*** Exercise data Section Begins ***

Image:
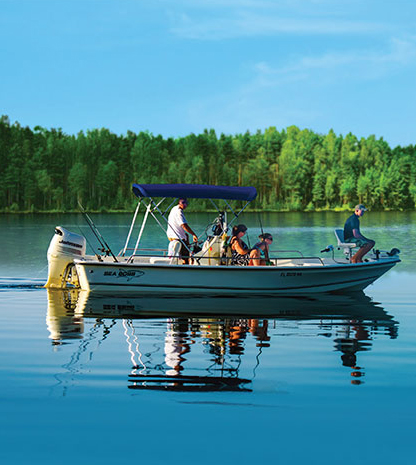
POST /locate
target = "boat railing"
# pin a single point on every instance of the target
(161, 254)
(286, 251)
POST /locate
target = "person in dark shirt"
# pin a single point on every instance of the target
(352, 234)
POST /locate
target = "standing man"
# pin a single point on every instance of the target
(177, 230)
(352, 234)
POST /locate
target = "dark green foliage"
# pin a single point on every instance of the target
(47, 170)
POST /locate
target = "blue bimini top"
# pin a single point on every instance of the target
(195, 191)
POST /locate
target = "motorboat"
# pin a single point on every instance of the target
(209, 272)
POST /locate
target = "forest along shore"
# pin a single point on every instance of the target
(293, 170)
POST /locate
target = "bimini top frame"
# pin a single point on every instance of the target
(176, 191)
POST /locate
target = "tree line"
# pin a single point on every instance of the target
(292, 169)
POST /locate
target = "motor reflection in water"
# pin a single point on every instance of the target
(215, 330)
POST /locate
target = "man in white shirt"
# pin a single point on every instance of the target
(177, 230)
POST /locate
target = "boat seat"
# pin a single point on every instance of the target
(346, 246)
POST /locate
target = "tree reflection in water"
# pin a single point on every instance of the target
(216, 335)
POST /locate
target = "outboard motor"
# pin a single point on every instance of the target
(64, 247)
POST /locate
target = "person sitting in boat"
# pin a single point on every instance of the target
(239, 249)
(259, 255)
(352, 234)
(177, 230)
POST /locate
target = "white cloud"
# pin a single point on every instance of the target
(250, 24)
(367, 64)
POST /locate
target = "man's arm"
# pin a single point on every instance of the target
(358, 235)
(188, 229)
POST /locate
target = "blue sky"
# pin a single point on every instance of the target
(174, 67)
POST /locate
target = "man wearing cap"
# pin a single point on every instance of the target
(352, 234)
(177, 230)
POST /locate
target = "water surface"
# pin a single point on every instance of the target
(99, 379)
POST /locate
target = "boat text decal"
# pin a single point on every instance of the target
(129, 274)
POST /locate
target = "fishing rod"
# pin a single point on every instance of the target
(104, 246)
(266, 250)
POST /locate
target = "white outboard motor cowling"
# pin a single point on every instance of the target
(64, 247)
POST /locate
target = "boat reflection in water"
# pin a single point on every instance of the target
(213, 331)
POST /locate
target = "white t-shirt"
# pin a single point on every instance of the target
(176, 219)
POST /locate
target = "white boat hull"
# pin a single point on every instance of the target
(220, 280)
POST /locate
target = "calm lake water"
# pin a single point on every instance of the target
(93, 380)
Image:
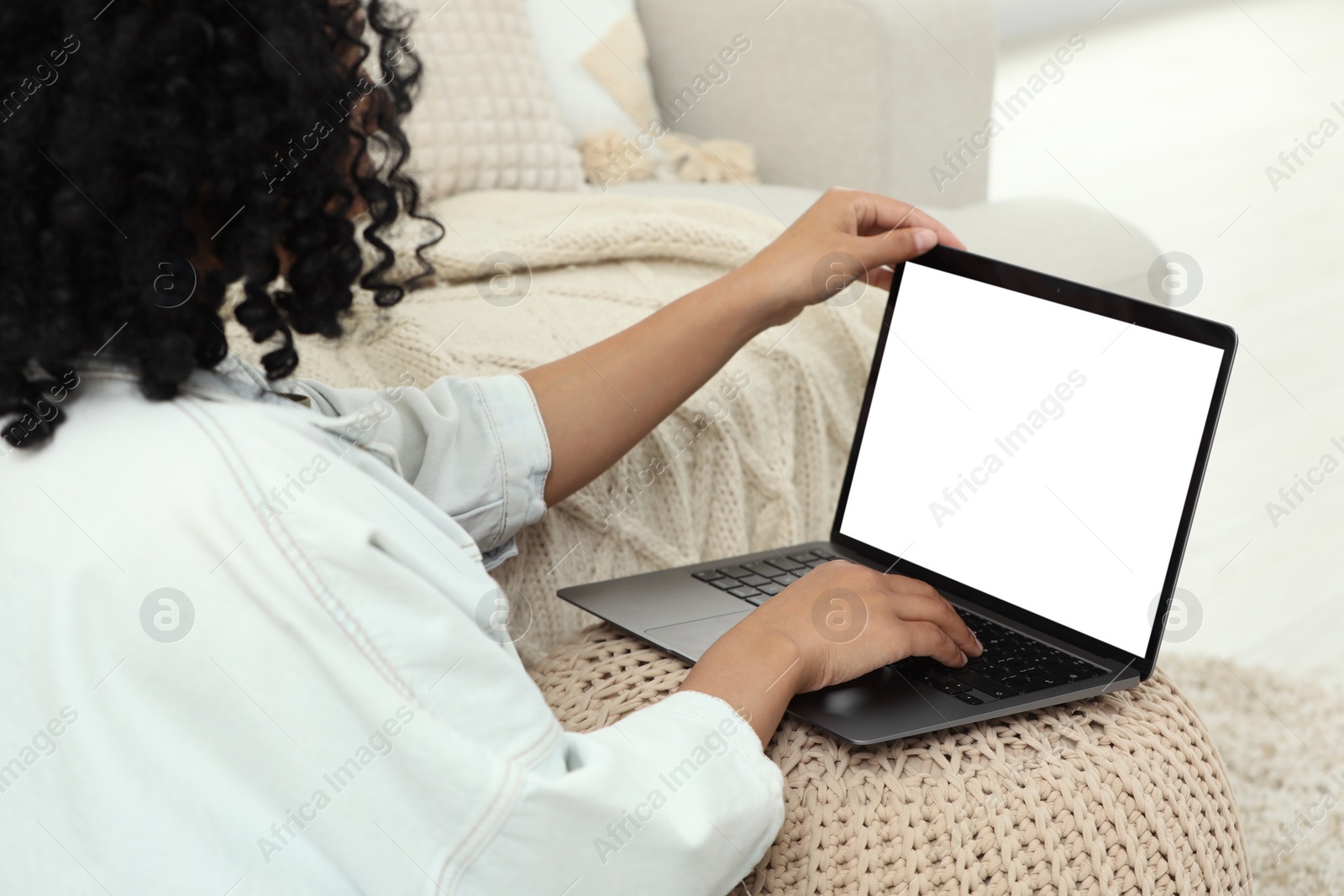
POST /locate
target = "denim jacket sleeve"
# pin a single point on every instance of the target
(476, 448)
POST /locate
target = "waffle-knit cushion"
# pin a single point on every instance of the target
(487, 117)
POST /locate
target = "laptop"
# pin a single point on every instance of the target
(1028, 446)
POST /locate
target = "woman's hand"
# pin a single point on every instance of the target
(598, 403)
(846, 235)
(835, 624)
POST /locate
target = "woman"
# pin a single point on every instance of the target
(215, 688)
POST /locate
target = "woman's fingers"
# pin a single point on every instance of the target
(931, 640)
(936, 610)
(882, 215)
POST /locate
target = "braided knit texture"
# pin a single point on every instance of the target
(1122, 794)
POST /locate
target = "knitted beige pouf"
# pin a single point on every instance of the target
(1124, 794)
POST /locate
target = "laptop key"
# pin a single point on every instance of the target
(734, 573)
(788, 566)
(1042, 681)
(984, 685)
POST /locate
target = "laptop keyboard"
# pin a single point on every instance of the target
(1012, 664)
(761, 580)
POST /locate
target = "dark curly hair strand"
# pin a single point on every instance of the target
(232, 130)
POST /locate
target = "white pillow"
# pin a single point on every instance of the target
(487, 117)
(598, 65)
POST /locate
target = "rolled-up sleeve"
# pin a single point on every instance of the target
(676, 799)
(476, 448)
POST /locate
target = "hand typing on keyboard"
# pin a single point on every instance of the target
(837, 622)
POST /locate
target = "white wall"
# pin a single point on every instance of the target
(1026, 19)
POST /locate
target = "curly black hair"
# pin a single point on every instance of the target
(234, 134)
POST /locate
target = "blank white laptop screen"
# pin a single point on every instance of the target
(1032, 450)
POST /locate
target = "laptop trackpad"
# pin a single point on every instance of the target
(692, 638)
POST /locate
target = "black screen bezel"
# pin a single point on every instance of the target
(1088, 298)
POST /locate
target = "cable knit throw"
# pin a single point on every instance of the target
(1122, 794)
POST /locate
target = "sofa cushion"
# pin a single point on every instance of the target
(487, 117)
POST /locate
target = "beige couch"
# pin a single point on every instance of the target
(871, 94)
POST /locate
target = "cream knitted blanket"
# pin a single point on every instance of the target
(753, 459)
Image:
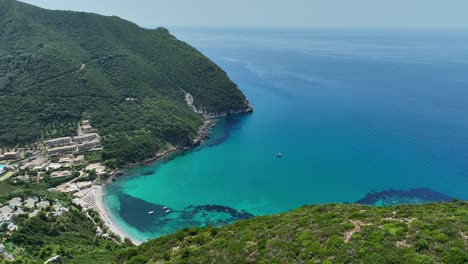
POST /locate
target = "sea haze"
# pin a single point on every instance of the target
(351, 111)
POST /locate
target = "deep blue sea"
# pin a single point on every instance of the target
(352, 111)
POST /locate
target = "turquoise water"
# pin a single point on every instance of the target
(351, 111)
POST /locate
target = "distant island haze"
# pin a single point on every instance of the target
(233, 132)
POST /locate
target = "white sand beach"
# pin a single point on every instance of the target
(94, 197)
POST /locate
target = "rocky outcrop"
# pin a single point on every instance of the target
(209, 114)
(54, 260)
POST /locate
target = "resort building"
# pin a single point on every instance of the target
(72, 160)
(58, 142)
(87, 129)
(62, 150)
(89, 145)
(85, 138)
(58, 174)
(36, 164)
(10, 155)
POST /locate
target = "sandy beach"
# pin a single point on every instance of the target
(94, 196)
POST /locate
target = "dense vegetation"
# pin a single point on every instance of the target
(72, 235)
(57, 67)
(335, 233)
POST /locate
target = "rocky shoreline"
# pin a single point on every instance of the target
(202, 135)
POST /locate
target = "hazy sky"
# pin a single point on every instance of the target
(277, 13)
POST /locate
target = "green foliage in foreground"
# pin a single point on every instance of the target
(58, 67)
(335, 233)
(72, 235)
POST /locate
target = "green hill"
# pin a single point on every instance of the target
(57, 67)
(333, 233)
(336, 233)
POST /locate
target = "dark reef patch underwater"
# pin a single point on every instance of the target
(395, 197)
(136, 212)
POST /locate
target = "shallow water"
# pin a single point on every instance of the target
(351, 111)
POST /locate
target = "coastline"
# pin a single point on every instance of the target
(98, 192)
(202, 135)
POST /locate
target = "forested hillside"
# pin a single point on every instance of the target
(335, 233)
(57, 67)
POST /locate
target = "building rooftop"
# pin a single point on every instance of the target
(58, 139)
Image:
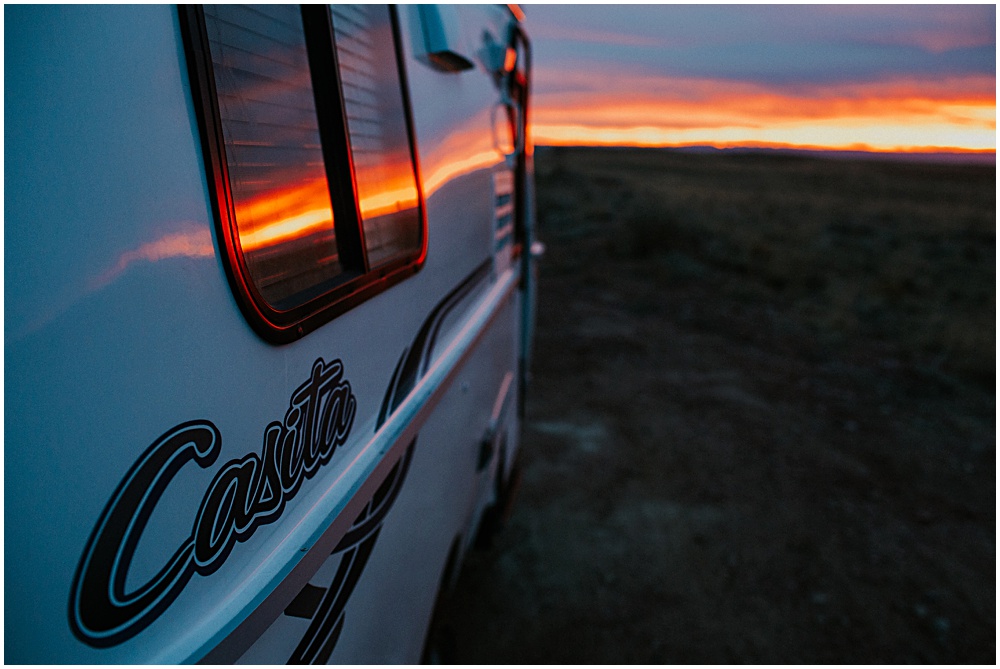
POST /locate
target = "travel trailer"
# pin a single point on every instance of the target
(269, 303)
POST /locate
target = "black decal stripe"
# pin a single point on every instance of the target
(321, 637)
(390, 393)
(306, 602)
(319, 640)
(373, 515)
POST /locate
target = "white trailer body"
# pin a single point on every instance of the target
(269, 293)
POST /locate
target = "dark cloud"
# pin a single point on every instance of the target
(776, 45)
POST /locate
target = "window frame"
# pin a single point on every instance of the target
(359, 282)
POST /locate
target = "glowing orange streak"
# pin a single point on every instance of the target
(284, 215)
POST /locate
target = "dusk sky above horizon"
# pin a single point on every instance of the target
(884, 78)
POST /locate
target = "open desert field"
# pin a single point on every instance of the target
(762, 421)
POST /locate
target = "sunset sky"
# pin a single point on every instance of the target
(885, 78)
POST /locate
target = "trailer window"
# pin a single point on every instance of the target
(308, 138)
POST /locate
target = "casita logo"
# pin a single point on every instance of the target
(245, 494)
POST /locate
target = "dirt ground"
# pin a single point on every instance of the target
(761, 428)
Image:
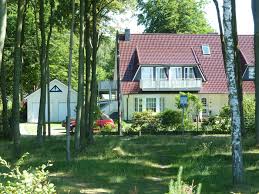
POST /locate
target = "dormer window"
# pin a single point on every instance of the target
(205, 49)
(251, 72)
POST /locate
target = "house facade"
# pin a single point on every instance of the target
(154, 68)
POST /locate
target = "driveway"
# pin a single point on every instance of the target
(31, 129)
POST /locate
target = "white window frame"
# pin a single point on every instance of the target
(176, 73)
(138, 102)
(159, 72)
(205, 49)
(251, 72)
(189, 71)
(147, 73)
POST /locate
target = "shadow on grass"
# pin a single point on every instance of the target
(141, 164)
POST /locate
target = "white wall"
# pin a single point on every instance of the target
(58, 104)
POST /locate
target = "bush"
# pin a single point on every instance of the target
(25, 181)
(249, 113)
(170, 119)
(219, 122)
(145, 121)
(179, 187)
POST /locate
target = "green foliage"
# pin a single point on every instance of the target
(249, 113)
(170, 119)
(173, 16)
(25, 181)
(145, 121)
(179, 187)
(219, 122)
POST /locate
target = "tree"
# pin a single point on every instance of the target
(237, 159)
(255, 8)
(3, 22)
(16, 78)
(173, 16)
(80, 96)
(71, 43)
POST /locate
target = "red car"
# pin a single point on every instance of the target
(105, 120)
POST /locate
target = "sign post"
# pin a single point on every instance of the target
(183, 104)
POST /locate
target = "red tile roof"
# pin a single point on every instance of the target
(176, 49)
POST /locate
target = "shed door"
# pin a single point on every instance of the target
(62, 110)
(35, 112)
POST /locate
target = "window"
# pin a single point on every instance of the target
(204, 102)
(162, 104)
(138, 105)
(189, 73)
(161, 73)
(205, 49)
(251, 72)
(147, 73)
(176, 73)
(151, 104)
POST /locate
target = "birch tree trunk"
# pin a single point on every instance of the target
(42, 107)
(3, 21)
(237, 159)
(17, 78)
(255, 8)
(93, 100)
(80, 97)
(71, 44)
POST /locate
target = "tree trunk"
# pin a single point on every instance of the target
(3, 21)
(118, 84)
(71, 44)
(41, 118)
(17, 79)
(51, 23)
(237, 159)
(255, 8)
(93, 99)
(80, 97)
(85, 122)
(238, 66)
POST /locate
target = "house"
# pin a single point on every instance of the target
(154, 68)
(58, 103)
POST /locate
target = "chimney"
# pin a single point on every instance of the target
(127, 34)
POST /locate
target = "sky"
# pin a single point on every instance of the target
(244, 18)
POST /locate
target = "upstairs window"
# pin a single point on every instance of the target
(147, 73)
(251, 72)
(205, 49)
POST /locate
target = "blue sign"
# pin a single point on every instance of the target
(183, 101)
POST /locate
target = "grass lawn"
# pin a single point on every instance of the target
(144, 164)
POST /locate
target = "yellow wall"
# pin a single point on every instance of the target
(215, 102)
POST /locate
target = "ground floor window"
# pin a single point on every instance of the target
(151, 104)
(205, 104)
(138, 105)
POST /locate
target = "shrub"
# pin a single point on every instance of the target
(25, 181)
(145, 121)
(179, 187)
(249, 113)
(219, 122)
(170, 119)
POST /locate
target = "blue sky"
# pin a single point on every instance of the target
(244, 18)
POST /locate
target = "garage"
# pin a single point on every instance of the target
(58, 103)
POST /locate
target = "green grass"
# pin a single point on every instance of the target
(144, 164)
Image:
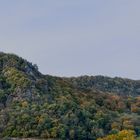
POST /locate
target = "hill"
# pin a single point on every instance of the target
(44, 106)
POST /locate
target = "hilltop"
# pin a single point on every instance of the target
(44, 106)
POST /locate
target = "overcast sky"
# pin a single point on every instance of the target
(75, 37)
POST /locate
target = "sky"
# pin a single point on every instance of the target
(75, 37)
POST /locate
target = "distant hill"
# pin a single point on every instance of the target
(77, 108)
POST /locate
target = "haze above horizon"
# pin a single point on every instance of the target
(73, 38)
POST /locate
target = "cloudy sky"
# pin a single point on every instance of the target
(75, 37)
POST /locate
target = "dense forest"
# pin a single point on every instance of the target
(33, 105)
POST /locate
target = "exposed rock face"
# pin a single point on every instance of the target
(33, 105)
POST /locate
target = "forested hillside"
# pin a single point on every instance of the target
(82, 108)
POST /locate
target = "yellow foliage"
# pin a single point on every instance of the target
(122, 135)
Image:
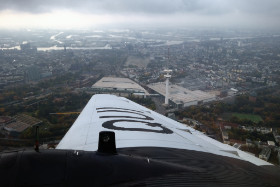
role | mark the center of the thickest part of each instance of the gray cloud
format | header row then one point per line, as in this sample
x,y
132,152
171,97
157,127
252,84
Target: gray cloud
x,y
211,7
245,12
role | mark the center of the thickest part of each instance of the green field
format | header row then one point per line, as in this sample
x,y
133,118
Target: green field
x,y
252,117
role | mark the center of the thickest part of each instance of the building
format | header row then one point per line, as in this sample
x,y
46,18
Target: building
x,y
265,153
182,97
118,86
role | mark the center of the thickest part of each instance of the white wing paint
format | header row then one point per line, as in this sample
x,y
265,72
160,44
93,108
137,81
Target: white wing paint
x,y
137,126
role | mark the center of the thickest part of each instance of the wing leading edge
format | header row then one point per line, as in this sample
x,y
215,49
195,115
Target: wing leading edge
x,y
137,126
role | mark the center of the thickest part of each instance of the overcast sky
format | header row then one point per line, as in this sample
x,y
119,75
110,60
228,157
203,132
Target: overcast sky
x,y
257,14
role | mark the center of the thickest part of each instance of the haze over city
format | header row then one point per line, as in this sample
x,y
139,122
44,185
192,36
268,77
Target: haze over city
x,y
192,85
52,14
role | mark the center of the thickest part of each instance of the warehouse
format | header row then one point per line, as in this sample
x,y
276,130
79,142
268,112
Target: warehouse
x,y
182,97
118,86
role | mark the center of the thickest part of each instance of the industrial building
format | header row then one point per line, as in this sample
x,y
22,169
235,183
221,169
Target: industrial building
x,y
118,86
182,97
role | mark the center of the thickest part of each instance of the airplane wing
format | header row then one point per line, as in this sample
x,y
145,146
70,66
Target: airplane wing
x,y
137,126
116,142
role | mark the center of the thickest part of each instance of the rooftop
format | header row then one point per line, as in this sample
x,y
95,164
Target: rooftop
x,y
181,95
119,84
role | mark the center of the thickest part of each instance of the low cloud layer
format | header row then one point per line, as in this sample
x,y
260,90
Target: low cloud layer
x,y
247,12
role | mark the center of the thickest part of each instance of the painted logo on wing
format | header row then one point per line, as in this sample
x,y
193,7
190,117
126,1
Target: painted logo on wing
x,y
142,119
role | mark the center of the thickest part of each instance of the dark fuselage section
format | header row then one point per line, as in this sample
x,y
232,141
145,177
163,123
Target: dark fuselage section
x,y
131,166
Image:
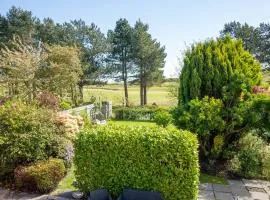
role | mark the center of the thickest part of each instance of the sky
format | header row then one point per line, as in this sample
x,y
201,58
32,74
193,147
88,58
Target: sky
x,y
174,23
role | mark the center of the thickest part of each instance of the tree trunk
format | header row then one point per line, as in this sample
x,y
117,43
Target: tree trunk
x,y
81,90
126,92
141,89
125,82
145,94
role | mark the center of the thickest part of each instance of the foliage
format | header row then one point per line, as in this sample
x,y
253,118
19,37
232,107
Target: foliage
x,y
28,134
48,100
65,105
135,113
255,39
162,118
203,117
19,65
149,56
146,158
214,66
42,176
252,160
69,125
35,31
121,52
63,71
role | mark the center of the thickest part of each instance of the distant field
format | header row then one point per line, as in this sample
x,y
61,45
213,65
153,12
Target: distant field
x,y
115,93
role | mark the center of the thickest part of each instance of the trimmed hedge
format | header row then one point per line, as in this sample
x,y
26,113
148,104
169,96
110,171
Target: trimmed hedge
x,y
136,113
145,158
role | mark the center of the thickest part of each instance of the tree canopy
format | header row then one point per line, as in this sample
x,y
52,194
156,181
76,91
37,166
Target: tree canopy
x,y
209,67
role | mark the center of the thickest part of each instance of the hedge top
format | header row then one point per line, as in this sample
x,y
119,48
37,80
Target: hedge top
x,y
147,158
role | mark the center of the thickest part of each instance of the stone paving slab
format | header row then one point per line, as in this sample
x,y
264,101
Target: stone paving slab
x,y
236,190
222,188
223,196
206,186
206,194
259,196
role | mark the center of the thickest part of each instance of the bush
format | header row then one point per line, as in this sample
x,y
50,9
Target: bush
x,y
250,163
42,176
69,124
162,118
48,100
27,134
64,105
146,158
266,163
136,113
253,159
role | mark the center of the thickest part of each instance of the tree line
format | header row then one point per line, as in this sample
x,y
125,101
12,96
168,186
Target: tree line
x,y
256,40
126,53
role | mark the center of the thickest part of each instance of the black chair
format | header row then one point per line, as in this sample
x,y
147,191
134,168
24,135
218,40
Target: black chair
x,y
100,194
129,194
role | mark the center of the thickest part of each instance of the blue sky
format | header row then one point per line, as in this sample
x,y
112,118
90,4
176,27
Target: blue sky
x,y
174,23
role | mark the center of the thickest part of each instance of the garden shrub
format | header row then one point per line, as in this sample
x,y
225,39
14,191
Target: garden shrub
x,y
43,176
266,163
69,124
145,158
48,100
253,158
28,133
250,164
162,118
64,105
136,113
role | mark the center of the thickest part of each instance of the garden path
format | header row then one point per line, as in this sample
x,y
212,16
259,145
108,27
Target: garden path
x,y
236,190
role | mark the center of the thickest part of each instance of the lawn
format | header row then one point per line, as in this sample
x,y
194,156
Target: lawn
x,y
132,123
114,92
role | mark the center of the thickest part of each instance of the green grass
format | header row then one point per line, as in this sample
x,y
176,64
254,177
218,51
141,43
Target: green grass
x,y
115,93
205,178
66,183
132,123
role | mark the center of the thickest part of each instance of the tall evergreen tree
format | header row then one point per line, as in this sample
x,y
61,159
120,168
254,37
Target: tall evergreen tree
x,y
149,57
121,51
209,67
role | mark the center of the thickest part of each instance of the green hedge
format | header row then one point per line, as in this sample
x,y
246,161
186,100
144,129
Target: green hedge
x,y
146,158
136,113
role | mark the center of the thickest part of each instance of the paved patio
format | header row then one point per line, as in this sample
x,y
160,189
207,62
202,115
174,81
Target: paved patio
x,y
236,190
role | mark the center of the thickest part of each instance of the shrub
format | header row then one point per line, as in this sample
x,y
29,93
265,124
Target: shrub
x,y
266,163
64,105
250,163
162,118
210,66
43,176
135,113
28,134
48,100
253,159
146,158
69,124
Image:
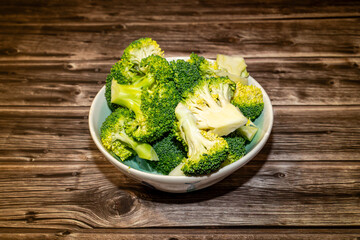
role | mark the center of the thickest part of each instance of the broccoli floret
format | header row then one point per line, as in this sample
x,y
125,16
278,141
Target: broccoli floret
x,y
249,100
115,139
140,49
185,75
152,99
210,103
122,72
170,152
236,149
206,68
248,131
206,150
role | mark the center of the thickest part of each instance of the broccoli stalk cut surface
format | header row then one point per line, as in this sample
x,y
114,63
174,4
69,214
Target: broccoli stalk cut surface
x,y
249,100
236,149
115,139
152,98
170,152
210,103
206,150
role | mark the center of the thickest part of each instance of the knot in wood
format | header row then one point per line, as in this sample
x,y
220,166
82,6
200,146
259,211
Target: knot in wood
x,y
121,203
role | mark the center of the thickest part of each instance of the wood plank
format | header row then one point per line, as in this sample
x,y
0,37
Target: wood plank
x,y
21,11
298,134
292,38
288,81
180,234
73,196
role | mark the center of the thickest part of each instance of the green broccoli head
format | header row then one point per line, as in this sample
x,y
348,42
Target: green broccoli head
x,y
170,152
206,68
249,100
115,139
236,149
206,150
123,72
140,49
152,99
209,101
186,75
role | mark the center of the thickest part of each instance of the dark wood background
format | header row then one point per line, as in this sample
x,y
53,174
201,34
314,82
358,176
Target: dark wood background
x,y
304,184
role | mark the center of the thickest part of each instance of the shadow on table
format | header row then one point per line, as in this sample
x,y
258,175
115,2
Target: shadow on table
x,y
229,184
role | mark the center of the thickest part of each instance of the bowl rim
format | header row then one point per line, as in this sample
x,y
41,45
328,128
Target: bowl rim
x,y
219,173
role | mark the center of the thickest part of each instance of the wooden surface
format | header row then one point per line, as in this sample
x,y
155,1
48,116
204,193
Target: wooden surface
x,y
304,184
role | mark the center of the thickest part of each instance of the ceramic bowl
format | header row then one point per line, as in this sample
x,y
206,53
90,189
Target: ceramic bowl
x,y
178,184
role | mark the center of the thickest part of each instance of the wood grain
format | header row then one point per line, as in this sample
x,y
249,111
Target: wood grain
x,y
103,41
21,11
298,134
288,81
74,196
181,234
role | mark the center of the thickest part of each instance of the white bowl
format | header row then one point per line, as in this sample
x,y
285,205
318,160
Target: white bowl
x,y
180,184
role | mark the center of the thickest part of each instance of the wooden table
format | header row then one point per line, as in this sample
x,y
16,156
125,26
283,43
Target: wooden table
x,y
55,184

*** Exercise data Section Ends ***

State how many lines in the entries hold the word "trailer", giving the number alone.

3